• PROMPT 1:
According to the passage on Desplan's album, how many ornamental designs of Pompei does the album contain?
• PROMPT 2:
Write what follows the last sentence of the passage on Desplan's album.

• PAGE TEXT:
──────────

Desplan was primarily interested in the architecture of the Mediterranean. He was interested in recovering rules and modules from previous traditions that could be applied to future constructions and his drawings offer accurate depictions and measurements of the buildings. Most of the drawings are views, but there are also architectural details, interior views and façade delineations. There are no pure landscape views.
The album contains numerous drawings of Naples and Pompei. While in Naples, Desplan was primarily interested in the churches and their decorations, in Pompei it was the ornaments and wall decorations that aroused his particular interest. In its entirety, the album contains 19 views, 1 elevation plan and 83 ornamental designs of Pompei and nearly 60 drawings with reference to Naples.
It is known that Louis Benois used a camera lucida for his sketches. This is an optical device which was patented in 1807 by the British chemist and physicist William Hyde Wollaston (1766-1828). With the camera lucida, one looks through a peephole directly over the edge of the prism, which casts the outlines of the motif on the drawing paper. The user can thereby simultaneously see the outlines of the subject and the paper, and can then easily draw the object. With the camera lucida, therefore, the production of relatively lifelike images is simplified. Probably some of the present drawings were also made using a camera lucida, at least those who can be associated with Benois. During the 19th and 20th centuries, the camera lucida developed into an important tool in entomology for accurately drawing insect wings. Today it is still available, but is not well known or widely used.
Desplan was born in Paris in 1794 as the son of architect Antoine Jean-Baptist Desplan (1762-1801). He became architect student under Charles Percier (1764-1838) at the Ecole des Beaux-Arts. In 1818, he recieved a honorable mention at the Grand Prix d’Architecture from that same academy. He spent several years in Italy and later became works inspector at the Deaf and Dumb Institue and the Alfort Veterinary School. In 1832 he was works inspector for the model prison of the rue de la Roquette in Paris.

──────────

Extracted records
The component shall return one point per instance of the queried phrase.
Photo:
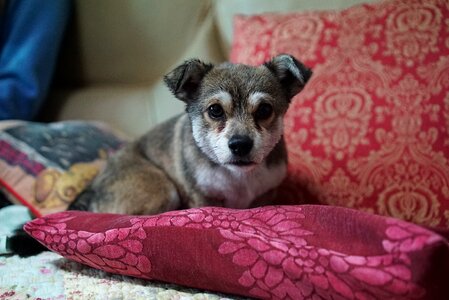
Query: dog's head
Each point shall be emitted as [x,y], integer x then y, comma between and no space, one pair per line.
[236,111]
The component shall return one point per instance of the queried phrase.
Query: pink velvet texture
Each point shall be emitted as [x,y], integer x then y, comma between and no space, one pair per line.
[275,252]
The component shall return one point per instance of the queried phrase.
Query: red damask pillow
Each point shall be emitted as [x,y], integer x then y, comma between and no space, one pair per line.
[288,252]
[370,130]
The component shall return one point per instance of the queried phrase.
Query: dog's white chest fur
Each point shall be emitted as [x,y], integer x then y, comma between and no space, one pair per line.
[236,187]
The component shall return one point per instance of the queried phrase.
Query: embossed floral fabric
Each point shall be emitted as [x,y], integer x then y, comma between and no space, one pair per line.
[370,130]
[275,252]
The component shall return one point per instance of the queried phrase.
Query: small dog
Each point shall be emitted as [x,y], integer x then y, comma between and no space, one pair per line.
[226,150]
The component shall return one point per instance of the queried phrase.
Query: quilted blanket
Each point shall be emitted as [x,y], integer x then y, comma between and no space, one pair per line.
[50,276]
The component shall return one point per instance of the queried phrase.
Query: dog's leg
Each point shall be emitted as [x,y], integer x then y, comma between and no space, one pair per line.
[130,184]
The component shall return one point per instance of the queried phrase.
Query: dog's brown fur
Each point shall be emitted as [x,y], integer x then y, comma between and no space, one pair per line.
[187,161]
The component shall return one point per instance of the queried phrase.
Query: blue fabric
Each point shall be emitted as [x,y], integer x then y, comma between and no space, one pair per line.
[30,35]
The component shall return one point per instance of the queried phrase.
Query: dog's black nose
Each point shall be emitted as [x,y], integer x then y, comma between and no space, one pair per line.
[240,145]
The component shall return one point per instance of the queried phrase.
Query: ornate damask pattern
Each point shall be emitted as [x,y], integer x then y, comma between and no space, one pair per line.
[281,252]
[370,130]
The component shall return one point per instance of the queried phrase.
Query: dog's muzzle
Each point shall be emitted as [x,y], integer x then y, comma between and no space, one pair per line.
[240,145]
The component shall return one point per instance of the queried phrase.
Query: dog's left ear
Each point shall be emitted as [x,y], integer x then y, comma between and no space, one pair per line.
[292,74]
[185,80]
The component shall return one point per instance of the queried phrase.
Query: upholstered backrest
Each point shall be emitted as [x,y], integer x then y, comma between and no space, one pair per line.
[370,131]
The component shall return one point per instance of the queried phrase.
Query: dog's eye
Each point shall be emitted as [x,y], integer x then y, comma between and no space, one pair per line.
[264,111]
[216,111]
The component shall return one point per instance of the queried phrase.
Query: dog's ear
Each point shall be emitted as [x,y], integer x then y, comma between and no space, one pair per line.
[185,80]
[292,74]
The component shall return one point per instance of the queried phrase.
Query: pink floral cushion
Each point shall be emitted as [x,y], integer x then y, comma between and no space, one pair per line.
[277,252]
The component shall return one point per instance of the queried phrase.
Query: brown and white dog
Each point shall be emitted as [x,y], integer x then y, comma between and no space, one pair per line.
[226,150]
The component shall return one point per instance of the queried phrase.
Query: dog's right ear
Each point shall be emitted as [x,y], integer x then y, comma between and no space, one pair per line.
[185,80]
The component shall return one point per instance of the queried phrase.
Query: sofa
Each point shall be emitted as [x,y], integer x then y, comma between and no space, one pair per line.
[363,212]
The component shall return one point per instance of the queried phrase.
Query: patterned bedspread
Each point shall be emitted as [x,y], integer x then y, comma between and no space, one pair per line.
[50,276]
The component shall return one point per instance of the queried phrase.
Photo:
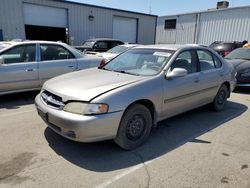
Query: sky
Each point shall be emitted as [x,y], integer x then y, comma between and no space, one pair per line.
[162,7]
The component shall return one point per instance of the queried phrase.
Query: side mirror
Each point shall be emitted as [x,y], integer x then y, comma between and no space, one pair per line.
[1,60]
[176,72]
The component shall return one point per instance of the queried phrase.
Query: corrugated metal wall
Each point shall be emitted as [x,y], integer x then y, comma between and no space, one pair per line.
[226,25]
[184,32]
[80,28]
[231,24]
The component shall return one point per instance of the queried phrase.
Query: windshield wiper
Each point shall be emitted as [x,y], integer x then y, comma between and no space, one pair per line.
[103,68]
[125,72]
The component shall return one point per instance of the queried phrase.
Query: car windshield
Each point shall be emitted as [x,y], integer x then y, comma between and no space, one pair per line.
[118,49]
[4,45]
[88,43]
[239,53]
[143,62]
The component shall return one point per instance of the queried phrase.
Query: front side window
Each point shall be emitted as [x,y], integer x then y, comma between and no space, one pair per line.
[185,60]
[101,45]
[143,62]
[20,54]
[206,60]
[54,52]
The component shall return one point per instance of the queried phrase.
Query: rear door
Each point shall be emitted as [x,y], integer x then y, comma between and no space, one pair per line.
[55,60]
[20,68]
[182,93]
[210,74]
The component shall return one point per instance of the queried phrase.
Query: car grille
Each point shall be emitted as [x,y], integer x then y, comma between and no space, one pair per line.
[52,100]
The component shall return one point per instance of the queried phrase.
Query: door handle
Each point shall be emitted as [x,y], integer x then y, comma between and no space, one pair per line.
[197,80]
[29,70]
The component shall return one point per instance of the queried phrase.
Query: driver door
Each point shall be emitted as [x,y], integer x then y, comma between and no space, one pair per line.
[19,70]
[182,93]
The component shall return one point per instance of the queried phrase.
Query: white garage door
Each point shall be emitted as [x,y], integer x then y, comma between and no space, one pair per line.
[45,16]
[125,29]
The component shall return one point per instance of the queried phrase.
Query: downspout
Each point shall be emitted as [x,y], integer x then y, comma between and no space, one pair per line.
[197,28]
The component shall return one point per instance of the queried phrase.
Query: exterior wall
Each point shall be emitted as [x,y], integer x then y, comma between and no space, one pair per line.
[227,25]
[79,26]
[184,32]
[232,24]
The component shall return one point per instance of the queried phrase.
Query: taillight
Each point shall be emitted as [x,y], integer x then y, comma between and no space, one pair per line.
[103,62]
[226,53]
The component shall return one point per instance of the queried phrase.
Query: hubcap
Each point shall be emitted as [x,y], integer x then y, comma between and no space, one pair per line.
[135,127]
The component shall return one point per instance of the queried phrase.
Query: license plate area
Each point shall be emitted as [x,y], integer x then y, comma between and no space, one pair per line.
[43,115]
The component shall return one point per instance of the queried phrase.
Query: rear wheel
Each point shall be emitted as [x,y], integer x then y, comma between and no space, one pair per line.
[221,98]
[134,128]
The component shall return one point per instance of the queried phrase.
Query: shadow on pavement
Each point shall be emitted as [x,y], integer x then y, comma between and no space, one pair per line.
[14,101]
[242,90]
[170,134]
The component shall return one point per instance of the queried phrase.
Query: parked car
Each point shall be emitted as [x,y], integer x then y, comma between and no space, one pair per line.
[224,48]
[98,45]
[27,65]
[113,52]
[133,92]
[240,58]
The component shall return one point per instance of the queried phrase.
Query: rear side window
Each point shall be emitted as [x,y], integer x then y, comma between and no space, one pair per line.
[217,62]
[101,45]
[54,52]
[206,60]
[19,54]
[185,60]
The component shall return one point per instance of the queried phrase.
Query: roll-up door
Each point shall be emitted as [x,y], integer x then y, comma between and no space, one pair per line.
[45,16]
[125,29]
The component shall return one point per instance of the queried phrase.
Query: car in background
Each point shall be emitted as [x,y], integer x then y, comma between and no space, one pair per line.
[113,52]
[224,48]
[98,45]
[27,65]
[5,44]
[133,92]
[240,58]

──────────

• EXERCISE RESPONSE 1:
83

• EXERCISE RESPONSE 2:
The album is complete and very well preserved. Complete collections of Grand Tour drawing albums by traveling architects are rarely available on the market. This trip is of particular importance because of its well known travel company and the large number of drawings available.
A complete list of drawings, their attributions and equivalents to drawings by the other artists is available upon request.
Bibliography: Serge Plantureux – Before Daguerre: Visual boldness in the early days of dark Romanticism. Paris, 2016; Serge Plantureux – Before Talbot. Villa Medici through the looking-glass. Paris, 2016; Pierre Pinon – L’Hospice de Charenton. The Charenton Hospital. Liege, 1989. (p. 101); Johan H. Hammond and Jill Austin – The Camera Lucida in art and science. Bristol, 1987
The Grand Tour
The Grand Tour was since the Renaissance a mandatory journey of the sons of the European nobility, and later the upper middle class, through Central Europe, Italy, Spain and also to the Holy Land. It was originally the completion of education. The aristocrats particularly visited important European art cities and visited monuments from antiquity, the Middle Ages and the Renaissance, traveled through picturesque landscapes. In doing so, they were getting to know the culture and customs of foreign countries, gaining new impressions and making useful connections for the rest of their lives. The impressions they brought back from their stays in Italy had manifold effects on the cultural life of their home countries. Thus, the increasingly popular Grand Tours in the 18th and early 19th century contributed significantly to the final breakthrough of classicism in the architecture of England and other European countries.